* **TASK OBJECTIVE**
From the line with "negative clicks: (5, 130) (17, 132)" through the final line, transcribe the material below character for character; include no other lines.

### RECORDS FOR THE TASK

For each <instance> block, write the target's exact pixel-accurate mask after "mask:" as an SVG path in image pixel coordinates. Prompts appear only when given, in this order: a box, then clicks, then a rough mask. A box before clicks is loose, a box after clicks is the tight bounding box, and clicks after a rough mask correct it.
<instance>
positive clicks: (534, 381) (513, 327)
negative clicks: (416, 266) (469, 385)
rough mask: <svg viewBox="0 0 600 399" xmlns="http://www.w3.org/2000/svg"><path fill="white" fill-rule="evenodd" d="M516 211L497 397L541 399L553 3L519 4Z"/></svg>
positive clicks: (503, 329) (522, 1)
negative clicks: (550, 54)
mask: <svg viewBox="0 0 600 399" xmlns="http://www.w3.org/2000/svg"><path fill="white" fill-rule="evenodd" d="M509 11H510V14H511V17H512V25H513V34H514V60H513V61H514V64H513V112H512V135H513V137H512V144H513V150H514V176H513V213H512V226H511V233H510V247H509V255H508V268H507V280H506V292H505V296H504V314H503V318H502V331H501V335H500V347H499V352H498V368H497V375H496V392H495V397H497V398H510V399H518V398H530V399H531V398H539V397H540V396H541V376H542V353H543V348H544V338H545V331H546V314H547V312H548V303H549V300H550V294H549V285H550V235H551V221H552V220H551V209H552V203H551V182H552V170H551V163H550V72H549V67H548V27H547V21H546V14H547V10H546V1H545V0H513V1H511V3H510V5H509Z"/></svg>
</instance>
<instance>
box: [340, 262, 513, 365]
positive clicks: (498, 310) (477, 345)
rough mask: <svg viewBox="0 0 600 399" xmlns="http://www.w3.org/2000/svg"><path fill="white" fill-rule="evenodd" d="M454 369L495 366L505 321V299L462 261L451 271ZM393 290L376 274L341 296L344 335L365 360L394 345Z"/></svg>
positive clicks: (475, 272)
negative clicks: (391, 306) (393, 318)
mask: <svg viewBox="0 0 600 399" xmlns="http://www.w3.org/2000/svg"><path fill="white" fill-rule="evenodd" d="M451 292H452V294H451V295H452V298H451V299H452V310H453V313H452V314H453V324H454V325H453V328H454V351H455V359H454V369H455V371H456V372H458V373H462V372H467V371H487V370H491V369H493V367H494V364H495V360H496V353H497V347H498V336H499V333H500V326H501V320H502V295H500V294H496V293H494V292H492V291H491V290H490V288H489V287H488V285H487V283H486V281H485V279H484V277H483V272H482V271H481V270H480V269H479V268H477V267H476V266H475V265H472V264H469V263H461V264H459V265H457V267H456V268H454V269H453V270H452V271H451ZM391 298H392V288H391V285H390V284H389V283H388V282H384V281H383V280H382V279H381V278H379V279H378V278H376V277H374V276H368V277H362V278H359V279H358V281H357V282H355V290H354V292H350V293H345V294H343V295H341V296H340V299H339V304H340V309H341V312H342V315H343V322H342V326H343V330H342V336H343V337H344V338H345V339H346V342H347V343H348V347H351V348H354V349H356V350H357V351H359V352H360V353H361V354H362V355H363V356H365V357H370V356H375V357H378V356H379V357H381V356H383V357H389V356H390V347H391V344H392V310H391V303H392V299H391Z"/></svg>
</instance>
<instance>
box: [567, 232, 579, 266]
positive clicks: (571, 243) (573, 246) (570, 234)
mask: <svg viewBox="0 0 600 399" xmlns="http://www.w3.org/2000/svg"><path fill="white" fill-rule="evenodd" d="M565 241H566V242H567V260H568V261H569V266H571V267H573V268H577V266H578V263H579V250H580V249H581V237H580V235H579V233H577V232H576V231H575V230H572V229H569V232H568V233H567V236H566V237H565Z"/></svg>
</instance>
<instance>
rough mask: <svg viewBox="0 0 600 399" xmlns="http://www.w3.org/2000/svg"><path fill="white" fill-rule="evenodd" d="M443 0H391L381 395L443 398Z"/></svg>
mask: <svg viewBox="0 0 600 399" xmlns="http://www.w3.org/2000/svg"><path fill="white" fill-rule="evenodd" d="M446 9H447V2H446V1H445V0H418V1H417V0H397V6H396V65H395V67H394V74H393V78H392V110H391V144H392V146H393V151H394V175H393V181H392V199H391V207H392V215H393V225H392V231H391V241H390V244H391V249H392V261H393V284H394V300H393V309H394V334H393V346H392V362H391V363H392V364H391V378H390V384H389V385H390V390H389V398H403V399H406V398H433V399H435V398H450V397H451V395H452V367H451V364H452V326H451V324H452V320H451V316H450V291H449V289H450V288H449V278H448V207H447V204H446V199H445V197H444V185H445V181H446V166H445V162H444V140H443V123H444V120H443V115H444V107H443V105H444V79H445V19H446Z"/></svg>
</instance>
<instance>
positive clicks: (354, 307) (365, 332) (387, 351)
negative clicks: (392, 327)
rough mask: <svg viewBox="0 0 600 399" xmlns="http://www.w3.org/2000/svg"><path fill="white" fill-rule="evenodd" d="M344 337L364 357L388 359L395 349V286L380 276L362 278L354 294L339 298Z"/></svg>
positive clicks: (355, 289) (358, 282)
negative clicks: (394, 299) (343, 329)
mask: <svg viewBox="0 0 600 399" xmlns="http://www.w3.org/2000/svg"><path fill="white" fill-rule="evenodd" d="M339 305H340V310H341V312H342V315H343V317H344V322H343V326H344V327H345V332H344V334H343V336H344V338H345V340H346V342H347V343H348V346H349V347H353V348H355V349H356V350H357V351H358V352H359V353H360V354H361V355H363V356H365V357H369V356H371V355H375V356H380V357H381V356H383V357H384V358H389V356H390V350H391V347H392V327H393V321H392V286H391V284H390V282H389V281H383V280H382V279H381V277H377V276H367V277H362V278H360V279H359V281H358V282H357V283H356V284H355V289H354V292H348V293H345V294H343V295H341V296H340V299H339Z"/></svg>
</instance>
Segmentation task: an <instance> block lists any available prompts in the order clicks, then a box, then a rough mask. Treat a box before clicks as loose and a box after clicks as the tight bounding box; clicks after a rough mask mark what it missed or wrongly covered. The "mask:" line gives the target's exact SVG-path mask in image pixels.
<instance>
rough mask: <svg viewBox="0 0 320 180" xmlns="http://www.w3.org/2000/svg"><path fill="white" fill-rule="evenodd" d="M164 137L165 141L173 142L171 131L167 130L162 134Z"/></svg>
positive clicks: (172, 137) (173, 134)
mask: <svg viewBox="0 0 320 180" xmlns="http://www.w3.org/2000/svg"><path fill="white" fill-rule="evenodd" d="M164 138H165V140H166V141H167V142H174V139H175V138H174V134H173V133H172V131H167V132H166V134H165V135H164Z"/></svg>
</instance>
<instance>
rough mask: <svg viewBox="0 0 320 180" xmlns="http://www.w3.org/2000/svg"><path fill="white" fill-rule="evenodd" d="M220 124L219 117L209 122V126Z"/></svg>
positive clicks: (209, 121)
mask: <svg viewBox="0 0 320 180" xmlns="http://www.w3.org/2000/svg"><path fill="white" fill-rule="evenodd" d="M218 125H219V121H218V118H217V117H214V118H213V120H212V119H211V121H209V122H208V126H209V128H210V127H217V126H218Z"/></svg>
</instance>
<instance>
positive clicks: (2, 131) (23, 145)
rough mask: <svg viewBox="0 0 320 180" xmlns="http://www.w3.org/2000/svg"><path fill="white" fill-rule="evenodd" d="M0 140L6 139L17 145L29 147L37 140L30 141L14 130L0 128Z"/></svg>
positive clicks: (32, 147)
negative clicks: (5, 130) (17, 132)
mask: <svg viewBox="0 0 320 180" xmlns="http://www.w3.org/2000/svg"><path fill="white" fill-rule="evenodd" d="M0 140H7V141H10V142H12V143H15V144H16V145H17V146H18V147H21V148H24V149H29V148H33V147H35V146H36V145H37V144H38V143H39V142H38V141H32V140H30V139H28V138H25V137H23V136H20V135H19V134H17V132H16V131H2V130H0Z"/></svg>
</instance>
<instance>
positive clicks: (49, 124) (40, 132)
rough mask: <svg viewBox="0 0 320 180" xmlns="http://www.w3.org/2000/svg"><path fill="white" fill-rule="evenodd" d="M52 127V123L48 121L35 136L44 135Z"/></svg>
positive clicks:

######

* **EXERCISE OUTPUT**
negative clicks: (5, 130) (17, 132)
mask: <svg viewBox="0 0 320 180" xmlns="http://www.w3.org/2000/svg"><path fill="white" fill-rule="evenodd" d="M0 140H7V141H10V142H12V143H15V144H16V145H17V146H18V147H21V148H24V149H29V148H33V147H35V146H36V145H37V144H38V143H39V142H38V141H32V140H30V139H28V138H25V137H23V136H20V135H19V134H17V132H16V131H2V130H0Z"/></svg>
</instance>
<instance>
positive clicks: (49, 124) (40, 132)
rough mask: <svg viewBox="0 0 320 180" xmlns="http://www.w3.org/2000/svg"><path fill="white" fill-rule="evenodd" d="M52 127V123L48 121L35 136L44 135Z"/></svg>
positive clicks:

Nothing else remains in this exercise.